Stored records:
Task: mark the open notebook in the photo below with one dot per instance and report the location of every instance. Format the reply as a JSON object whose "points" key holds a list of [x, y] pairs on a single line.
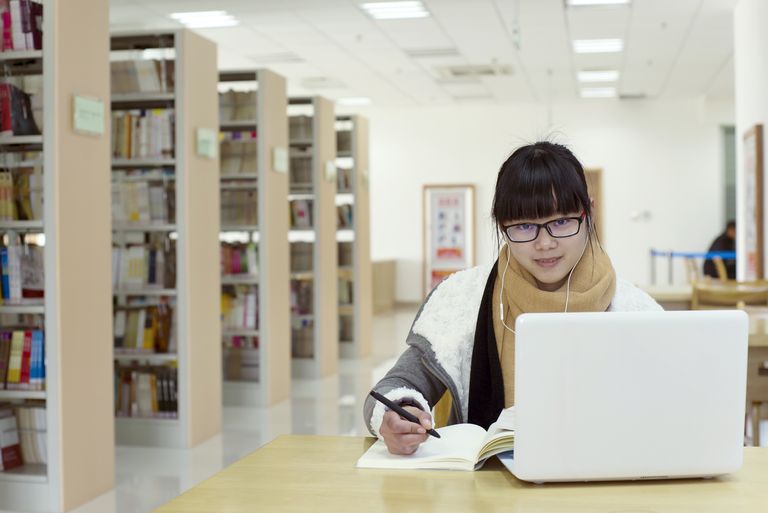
{"points": [[461, 447]]}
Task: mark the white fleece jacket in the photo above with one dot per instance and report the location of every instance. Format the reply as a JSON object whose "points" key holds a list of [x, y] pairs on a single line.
{"points": [[448, 321]]}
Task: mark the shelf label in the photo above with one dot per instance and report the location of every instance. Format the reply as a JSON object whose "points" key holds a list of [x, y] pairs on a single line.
{"points": [[280, 159], [87, 115], [207, 142], [330, 171]]}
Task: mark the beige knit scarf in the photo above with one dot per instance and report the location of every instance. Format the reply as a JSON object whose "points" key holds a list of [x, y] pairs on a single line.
{"points": [[592, 288]]}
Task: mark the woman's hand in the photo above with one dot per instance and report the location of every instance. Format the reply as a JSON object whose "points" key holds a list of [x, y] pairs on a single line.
{"points": [[403, 436]]}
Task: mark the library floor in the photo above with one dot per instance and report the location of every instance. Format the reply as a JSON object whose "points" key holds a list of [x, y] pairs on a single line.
{"points": [[146, 478]]}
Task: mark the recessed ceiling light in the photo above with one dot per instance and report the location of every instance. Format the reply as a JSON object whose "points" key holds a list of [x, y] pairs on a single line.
{"points": [[354, 100], [598, 92], [598, 45], [589, 3], [608, 75], [395, 10], [205, 19]]}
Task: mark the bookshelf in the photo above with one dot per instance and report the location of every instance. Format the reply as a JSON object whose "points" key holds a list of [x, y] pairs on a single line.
{"points": [[255, 296], [74, 315], [354, 240], [312, 200], [165, 226]]}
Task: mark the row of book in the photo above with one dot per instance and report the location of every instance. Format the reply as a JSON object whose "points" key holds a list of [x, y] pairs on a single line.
{"points": [[240, 307], [143, 134], [146, 391], [151, 329], [239, 259], [22, 278], [143, 266], [300, 128], [302, 339], [343, 179], [300, 174], [17, 116], [346, 288], [302, 257], [344, 216], [22, 360], [143, 202], [237, 106], [22, 25], [21, 194], [238, 154], [302, 297], [345, 251], [241, 363], [239, 207], [141, 76], [301, 213]]}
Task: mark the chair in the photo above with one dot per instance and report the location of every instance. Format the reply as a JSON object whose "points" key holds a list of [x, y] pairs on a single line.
{"points": [[722, 272], [731, 294]]}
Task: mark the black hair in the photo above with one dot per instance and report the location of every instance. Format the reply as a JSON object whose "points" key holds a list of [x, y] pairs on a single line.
{"points": [[540, 180]]}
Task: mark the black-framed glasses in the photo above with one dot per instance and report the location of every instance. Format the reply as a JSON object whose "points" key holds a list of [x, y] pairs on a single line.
{"points": [[558, 228]]}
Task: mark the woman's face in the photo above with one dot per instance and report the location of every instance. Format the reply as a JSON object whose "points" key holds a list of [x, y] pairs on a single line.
{"points": [[549, 259]]}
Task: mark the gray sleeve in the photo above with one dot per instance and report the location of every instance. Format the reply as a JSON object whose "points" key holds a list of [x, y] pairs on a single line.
{"points": [[409, 372]]}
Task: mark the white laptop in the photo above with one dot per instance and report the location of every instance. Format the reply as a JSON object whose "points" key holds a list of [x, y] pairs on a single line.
{"points": [[636, 395]]}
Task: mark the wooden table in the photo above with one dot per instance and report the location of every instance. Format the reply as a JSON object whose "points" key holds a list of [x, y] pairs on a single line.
{"points": [[314, 474]]}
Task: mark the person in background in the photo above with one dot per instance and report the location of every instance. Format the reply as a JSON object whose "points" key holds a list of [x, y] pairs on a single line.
{"points": [[726, 241], [463, 338]]}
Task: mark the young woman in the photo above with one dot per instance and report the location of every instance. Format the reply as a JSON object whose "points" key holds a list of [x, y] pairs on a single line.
{"points": [[462, 339]]}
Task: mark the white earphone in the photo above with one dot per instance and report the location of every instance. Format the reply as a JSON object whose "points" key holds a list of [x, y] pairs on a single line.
{"points": [[504, 275]]}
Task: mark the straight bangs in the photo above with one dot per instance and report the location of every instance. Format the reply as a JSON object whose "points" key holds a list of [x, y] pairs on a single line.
{"points": [[539, 184]]}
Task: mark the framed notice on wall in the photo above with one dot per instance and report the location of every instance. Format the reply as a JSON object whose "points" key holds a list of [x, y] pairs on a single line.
{"points": [[449, 231], [753, 203]]}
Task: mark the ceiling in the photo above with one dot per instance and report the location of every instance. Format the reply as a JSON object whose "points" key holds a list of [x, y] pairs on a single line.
{"points": [[672, 48]]}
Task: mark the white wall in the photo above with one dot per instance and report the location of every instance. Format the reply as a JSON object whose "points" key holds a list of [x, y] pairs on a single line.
{"points": [[659, 157], [750, 84]]}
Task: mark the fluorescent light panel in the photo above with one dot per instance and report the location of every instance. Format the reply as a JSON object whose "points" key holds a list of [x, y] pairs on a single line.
{"points": [[205, 19], [608, 75], [598, 45], [598, 92], [590, 3], [395, 10], [356, 100]]}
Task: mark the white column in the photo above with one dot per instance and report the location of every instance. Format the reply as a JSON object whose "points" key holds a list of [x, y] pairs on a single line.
{"points": [[751, 91]]}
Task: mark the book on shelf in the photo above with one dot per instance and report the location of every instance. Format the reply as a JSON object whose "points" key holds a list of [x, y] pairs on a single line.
{"points": [[237, 106], [141, 76], [300, 128], [151, 202], [143, 134], [238, 153], [146, 391], [33, 429], [22, 267], [22, 360], [344, 216], [301, 213], [22, 23], [238, 259], [240, 307], [239, 207], [10, 449], [144, 266], [241, 363], [343, 141], [143, 330], [460, 447]]}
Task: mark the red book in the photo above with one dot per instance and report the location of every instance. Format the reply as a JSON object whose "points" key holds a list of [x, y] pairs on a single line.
{"points": [[6, 122], [26, 358]]}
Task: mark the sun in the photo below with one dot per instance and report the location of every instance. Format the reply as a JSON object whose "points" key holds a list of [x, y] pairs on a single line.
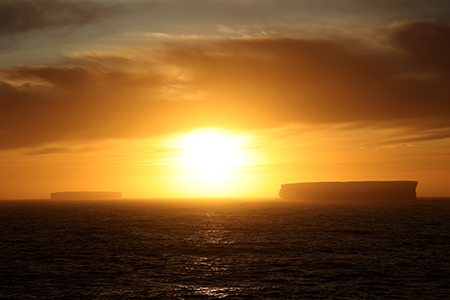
{"points": [[211, 152]]}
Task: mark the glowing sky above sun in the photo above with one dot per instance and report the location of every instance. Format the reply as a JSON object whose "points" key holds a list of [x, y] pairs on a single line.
{"points": [[174, 98]]}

Task to complete: Rewrite the records from the line containing "Task: mark the red" through the end of the records, keeping the requests, and shift every point coordinate in the answers by -93. Leave the pictures out.

Result for this task:
Task: mark the red book in the photo above with one dot per instance and report the location of every instance. Format the reply as a JSON object whose "points" key holds a list of [x, y] pairs on a single line.
{"points": [[-87, 29], [-67, 265]]}
Task: mark the sun in the photo below with one dot per instance and report the location of every instance. Format the reply as a JSON object whose "points" key holds a list of [x, y] pairs on a single line.
{"points": [[118, 59]]}
Task: mark the glowing sky above sun in the photo above with one dot per instance and report the location of every instance. Format the reply as a JSON object whose "points" key holds a list of [x, y] pairs on a single line.
{"points": [[81, 5]]}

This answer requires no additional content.